— PROBLEM DETAILS —
Duplicate the items below, beginning at the line containing "Question. The picture above shows the door frame." and continuing through the last line of the items.

— Dataset records —
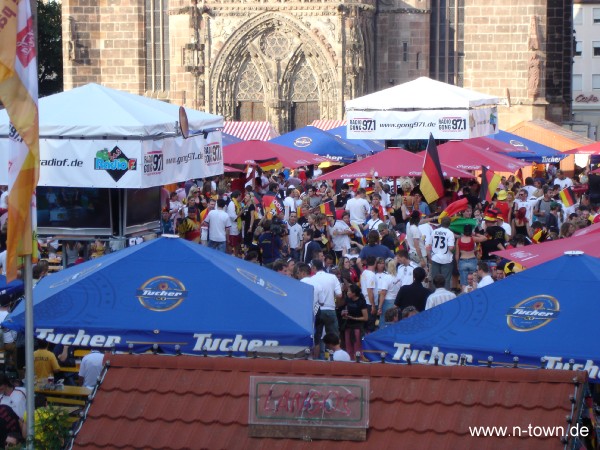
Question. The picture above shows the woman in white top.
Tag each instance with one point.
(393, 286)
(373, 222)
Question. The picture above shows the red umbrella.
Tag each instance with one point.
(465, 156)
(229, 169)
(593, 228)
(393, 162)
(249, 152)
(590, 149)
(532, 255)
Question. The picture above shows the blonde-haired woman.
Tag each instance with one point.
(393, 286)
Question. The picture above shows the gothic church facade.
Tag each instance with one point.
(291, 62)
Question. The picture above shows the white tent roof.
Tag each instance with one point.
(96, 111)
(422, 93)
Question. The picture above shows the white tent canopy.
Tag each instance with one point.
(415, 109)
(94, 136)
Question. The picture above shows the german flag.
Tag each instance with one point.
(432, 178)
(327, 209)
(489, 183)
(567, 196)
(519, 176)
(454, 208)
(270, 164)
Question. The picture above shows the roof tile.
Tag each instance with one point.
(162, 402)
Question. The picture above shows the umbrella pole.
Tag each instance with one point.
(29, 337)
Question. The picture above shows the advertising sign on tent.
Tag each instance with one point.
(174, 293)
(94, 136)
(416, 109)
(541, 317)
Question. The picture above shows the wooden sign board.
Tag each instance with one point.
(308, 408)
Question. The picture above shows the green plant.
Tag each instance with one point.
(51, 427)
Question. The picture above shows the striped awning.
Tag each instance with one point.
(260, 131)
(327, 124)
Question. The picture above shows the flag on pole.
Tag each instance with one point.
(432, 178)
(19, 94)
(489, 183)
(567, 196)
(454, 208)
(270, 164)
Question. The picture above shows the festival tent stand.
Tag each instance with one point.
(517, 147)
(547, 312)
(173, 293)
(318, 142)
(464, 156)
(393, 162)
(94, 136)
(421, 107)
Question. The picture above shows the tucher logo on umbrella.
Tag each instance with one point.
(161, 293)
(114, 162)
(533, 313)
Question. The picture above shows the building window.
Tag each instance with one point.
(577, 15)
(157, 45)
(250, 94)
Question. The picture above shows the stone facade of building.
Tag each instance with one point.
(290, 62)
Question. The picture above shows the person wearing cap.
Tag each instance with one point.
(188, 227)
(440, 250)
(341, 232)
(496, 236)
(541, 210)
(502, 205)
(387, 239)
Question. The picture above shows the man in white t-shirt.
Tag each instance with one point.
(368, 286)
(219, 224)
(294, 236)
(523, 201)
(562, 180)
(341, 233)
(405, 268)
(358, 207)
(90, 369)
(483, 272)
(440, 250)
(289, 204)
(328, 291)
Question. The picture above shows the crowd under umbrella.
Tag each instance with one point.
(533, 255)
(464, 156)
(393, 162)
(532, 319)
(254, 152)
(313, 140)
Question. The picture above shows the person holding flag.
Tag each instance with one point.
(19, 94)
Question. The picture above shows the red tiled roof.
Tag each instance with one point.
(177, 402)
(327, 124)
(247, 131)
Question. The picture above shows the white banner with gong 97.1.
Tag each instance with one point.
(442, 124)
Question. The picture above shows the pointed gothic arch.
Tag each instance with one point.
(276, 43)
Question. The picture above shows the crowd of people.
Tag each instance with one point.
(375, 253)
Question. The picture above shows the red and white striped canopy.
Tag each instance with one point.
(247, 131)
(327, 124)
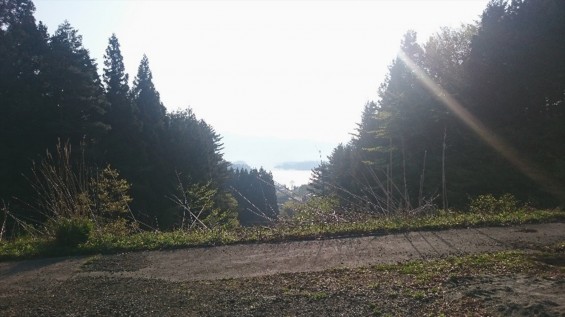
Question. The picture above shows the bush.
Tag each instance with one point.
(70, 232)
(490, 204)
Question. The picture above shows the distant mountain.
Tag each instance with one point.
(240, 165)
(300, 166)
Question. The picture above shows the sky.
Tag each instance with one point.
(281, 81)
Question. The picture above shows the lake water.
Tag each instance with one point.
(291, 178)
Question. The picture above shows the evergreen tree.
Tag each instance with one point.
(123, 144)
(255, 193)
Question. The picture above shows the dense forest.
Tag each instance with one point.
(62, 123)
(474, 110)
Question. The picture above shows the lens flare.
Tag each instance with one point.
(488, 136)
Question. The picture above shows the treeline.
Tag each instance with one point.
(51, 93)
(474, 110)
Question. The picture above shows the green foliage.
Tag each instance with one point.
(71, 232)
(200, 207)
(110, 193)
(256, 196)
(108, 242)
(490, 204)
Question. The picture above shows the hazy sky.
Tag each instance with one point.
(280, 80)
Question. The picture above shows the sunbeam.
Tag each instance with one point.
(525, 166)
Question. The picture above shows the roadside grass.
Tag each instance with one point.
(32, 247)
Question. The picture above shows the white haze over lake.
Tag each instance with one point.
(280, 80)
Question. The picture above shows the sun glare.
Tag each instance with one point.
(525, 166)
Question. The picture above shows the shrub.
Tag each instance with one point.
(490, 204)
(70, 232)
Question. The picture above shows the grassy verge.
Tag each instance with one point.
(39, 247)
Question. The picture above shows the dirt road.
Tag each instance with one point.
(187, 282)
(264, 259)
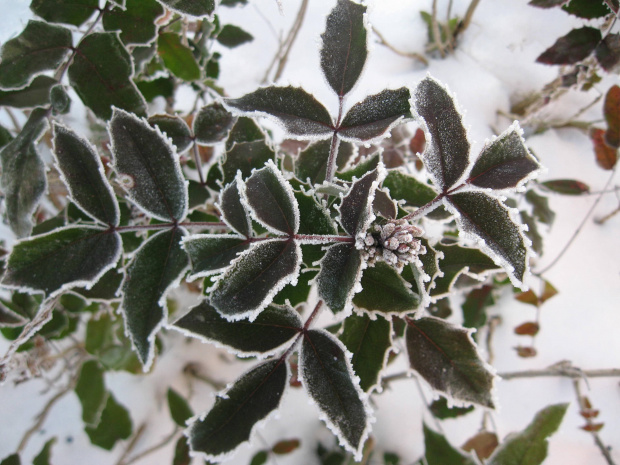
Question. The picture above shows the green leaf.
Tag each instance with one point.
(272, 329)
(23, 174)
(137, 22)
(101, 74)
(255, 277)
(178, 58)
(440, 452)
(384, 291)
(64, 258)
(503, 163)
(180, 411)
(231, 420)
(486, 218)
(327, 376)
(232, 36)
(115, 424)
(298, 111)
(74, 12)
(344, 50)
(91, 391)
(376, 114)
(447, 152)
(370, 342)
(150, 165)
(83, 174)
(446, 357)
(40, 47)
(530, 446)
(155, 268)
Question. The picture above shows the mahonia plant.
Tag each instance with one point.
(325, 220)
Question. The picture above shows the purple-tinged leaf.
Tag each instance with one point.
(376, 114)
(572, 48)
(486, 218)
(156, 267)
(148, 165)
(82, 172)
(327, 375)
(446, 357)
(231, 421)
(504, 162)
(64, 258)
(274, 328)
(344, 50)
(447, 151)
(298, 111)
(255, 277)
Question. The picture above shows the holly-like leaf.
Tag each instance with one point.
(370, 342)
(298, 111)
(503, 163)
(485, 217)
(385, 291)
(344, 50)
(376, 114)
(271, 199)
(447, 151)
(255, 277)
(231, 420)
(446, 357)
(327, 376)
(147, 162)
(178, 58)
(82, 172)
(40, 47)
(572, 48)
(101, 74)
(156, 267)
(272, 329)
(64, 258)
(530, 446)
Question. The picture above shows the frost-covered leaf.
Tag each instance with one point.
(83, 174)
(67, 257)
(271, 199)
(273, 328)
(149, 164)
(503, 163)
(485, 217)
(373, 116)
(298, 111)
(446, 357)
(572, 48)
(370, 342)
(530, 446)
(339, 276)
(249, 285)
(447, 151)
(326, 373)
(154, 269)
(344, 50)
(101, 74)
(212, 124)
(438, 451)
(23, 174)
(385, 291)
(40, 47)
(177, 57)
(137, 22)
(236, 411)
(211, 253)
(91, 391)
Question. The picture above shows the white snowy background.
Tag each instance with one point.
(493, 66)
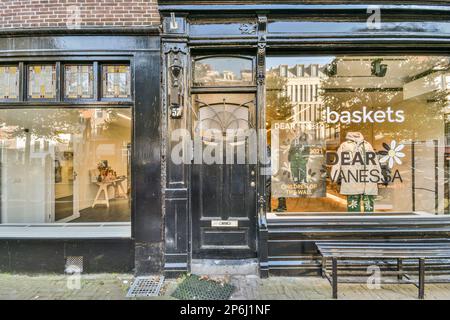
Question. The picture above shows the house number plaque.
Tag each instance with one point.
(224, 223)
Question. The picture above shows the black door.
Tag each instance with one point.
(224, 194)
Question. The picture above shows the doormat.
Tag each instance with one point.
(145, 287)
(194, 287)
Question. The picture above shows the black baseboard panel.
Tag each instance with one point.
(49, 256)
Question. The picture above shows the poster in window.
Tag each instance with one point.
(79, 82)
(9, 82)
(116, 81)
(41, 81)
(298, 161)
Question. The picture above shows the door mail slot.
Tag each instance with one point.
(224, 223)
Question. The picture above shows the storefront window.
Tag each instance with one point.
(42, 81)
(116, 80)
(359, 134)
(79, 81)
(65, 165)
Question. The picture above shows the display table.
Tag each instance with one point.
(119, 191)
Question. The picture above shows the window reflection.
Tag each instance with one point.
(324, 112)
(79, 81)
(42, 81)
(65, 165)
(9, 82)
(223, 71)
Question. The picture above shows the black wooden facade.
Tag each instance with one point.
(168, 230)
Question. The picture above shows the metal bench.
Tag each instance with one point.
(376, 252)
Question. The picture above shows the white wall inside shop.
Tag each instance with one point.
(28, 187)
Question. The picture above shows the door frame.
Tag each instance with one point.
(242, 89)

— SOLVED PROBLEM —
Question. The picture above shows the door frame.
Tag each instance with one point.
(242, 89)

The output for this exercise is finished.